-- begin --

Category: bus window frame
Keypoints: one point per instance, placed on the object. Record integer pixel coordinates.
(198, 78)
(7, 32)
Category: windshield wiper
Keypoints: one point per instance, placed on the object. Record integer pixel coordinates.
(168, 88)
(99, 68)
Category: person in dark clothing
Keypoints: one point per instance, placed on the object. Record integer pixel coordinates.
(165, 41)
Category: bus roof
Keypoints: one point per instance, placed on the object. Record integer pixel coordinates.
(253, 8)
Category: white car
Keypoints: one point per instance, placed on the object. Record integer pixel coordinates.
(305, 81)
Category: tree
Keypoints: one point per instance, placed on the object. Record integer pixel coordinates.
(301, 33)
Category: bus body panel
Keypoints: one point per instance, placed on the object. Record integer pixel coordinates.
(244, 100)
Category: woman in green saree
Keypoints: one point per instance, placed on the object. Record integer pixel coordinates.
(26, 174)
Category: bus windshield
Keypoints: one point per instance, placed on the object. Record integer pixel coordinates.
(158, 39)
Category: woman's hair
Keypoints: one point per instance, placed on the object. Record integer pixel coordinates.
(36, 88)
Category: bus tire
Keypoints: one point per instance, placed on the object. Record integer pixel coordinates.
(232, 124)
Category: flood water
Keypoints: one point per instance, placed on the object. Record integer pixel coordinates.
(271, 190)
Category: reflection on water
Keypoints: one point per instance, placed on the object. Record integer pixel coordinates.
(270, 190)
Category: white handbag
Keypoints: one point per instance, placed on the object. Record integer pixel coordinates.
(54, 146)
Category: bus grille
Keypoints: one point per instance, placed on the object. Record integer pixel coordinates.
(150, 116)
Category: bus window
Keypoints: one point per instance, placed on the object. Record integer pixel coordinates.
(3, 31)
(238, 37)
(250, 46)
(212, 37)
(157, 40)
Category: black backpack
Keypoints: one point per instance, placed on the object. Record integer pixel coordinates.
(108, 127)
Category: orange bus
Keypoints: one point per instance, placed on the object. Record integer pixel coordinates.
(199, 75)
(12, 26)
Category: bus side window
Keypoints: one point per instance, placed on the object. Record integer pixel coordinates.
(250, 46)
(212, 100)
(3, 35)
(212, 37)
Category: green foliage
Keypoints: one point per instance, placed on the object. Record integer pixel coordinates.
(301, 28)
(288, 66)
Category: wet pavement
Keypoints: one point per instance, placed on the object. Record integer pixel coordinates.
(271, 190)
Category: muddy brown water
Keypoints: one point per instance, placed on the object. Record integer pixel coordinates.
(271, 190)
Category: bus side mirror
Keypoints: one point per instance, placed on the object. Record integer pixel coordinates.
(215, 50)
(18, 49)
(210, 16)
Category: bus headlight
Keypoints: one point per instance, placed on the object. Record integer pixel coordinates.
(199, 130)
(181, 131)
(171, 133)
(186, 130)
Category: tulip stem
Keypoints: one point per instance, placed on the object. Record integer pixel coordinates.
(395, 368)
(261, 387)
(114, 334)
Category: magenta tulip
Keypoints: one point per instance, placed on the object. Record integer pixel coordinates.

-- end --

- TASK REQUIREMENTS
Copy out all of the data exactly, leaving nothing out.

- TASK OUTPUT
Category: bus window frame
Keypoints: one point per instance, placed on the object. Record integer pixel coordinates.
(198, 78)
(7, 32)
Category: windshield wiper
Keypoints: one point per instance, placed on the object. Record integer pixel coordinates.
(168, 88)
(99, 68)
Category: person in dark clothing
Keypoints: one point per instance, placed on the object. Record integer pixel coordinates.
(165, 41)
Category: bus roof
Keypoints: one point per instance, placed on the object. Record integer pixel coordinates.
(253, 8)
Category: white car
Keypoints: one point per instance, placed on the object. Record integer pixel coordinates.
(305, 81)
Category: tree
Keypoints: one point per instance, placed on the object. Record integer pixel coordinates.
(301, 33)
Category: bus body panel
Keypoints: one point per instance, placed on the object. Record integer pixel coordinates.
(244, 100)
Category: woman in green saree
Keypoints: one point per instance, placed on the object. Record integer pixel coordinates.
(26, 174)
Category: bus windshield
Keypoints: one point per instance, placed on the object. Record integer pixel coordinates.
(158, 39)
Category: woman's hair
Keypoints: one point per instance, placed on the object. Record integer pixel coordinates.
(36, 88)
Category: bus tire
Keypoints: one point per instance, placed on the object. Record integer pixel coordinates.
(232, 124)
Category: flood water
Keypoints: one point per instance, placed on the object. Record integer pixel coordinates.
(271, 190)
Category: reflection on water
Keypoints: one point per instance, placed on the object. Record integer pixel coordinates.
(270, 190)
Category: white handbag
Keypoints: one point per instance, placed on the object. Record integer pixel coordinates.
(54, 146)
Category: bus grille
Keypoints: one point per instance, placed on the object. Record integer pixel coordinates.
(150, 116)
Category: bus window
Keypoints: one point per instance, placed on the object. Record integer pixel coordinates.
(3, 31)
(238, 37)
(250, 46)
(212, 37)
(157, 40)
Category: black backpack
Keypoints: one point per instance, placed on the object. Record integer pixel coordinates.
(108, 127)
Category: orange bus
Keypoints: one point per instance, placed on the object. Record integer pixel coordinates.
(199, 75)
(12, 26)
Category: bus side window
Keypoints: one point per instance, placed on the object. Record integer pixel coordinates.
(250, 46)
(212, 100)
(3, 35)
(212, 37)
Category: green foliage
Keypoints: one point per instance, placed on the object. Record integer pixel coordinates.
(301, 28)
(288, 66)
Category: wet pavement
Keypoints: one point per instance, placed on the object. Record integer pixel coordinates.
(271, 190)
Category: muddy brown water
Keypoints: one point per instance, placed on the object. Record integer pixel coordinates.
(271, 190)
Category: bus side mirror
Keypoints: one point per instance, placed on the object. Record integer pixel coordinates.
(215, 50)
(18, 49)
(210, 16)
Category: bus headlight
Keypoints: one point per instance, placed on the object. Record integer pixel coordinates.
(199, 130)
(181, 131)
(171, 133)
(186, 130)
Category: tulip stem
Keypoints: one point per instance, placed on the object. Record integer pixel coordinates.
(395, 368)
(261, 387)
(114, 334)
Category: magenta tulip
Keypoints: one point per instance, placed on the object. Record integer pixel coordinates.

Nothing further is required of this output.